Dataset entries
BEGIN

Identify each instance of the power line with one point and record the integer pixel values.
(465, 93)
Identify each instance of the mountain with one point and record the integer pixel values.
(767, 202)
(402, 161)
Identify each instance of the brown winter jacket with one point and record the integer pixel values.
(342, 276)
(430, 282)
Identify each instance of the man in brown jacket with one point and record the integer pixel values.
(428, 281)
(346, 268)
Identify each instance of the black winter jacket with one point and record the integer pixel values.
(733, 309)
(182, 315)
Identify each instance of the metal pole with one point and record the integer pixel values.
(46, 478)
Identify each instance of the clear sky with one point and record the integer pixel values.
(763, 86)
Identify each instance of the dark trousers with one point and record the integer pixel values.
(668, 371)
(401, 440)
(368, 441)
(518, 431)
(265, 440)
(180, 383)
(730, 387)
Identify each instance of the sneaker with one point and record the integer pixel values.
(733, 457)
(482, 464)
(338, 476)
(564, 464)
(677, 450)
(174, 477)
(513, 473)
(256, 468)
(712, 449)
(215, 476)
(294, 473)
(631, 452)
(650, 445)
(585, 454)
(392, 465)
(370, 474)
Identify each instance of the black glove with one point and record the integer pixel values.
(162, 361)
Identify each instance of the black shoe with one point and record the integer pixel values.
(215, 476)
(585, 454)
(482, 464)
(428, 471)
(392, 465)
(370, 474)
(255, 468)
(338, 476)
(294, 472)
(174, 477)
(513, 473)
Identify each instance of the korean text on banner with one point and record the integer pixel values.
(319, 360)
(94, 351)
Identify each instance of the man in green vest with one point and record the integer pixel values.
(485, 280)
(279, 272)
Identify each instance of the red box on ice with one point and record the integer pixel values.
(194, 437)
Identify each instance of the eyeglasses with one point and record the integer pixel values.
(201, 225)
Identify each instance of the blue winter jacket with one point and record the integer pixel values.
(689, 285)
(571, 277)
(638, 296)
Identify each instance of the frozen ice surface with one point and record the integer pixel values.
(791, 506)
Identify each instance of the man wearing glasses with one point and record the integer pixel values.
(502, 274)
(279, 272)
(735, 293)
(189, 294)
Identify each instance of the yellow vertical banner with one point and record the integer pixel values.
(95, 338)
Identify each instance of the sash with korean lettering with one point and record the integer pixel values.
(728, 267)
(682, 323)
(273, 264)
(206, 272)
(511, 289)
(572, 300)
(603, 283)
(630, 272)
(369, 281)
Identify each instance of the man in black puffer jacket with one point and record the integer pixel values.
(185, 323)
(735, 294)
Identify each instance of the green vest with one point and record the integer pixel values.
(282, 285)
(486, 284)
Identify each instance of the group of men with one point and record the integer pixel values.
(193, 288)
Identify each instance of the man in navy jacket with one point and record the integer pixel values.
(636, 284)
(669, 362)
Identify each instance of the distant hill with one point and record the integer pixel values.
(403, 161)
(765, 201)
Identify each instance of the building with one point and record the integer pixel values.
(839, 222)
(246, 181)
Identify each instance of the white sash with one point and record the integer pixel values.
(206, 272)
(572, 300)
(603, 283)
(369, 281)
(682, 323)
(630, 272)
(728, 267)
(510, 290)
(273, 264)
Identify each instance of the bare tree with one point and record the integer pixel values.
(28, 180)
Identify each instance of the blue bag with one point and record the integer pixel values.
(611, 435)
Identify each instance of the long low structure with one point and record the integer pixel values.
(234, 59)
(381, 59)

END

AIM OF THE EXERCISE -> Every line from the one containing "Identify each instance of the distant" through the final line of the data above is to be restated word for word, and nothing more.

ANSWER TO THE PROBLEM ->
Identify each instance of the distant hill with one point and record the integer pixel values.
(403, 161)
(765, 201)
Identify each instance of the building with one point and record the integer pixel values.
(839, 222)
(246, 181)
Identify each instance of the white sash with one point and record the integer pixel values.
(206, 272)
(572, 300)
(603, 283)
(369, 281)
(682, 323)
(630, 272)
(728, 267)
(510, 290)
(273, 264)
Identify each instance of the bare tree with one point and record the integer pixel values.
(28, 180)
Identify each instance of the blue bag with one point and record the integer pixel values.
(611, 435)
Identify each instance of the long low structure with one point and record the integer pixel values.
(234, 59)
(381, 59)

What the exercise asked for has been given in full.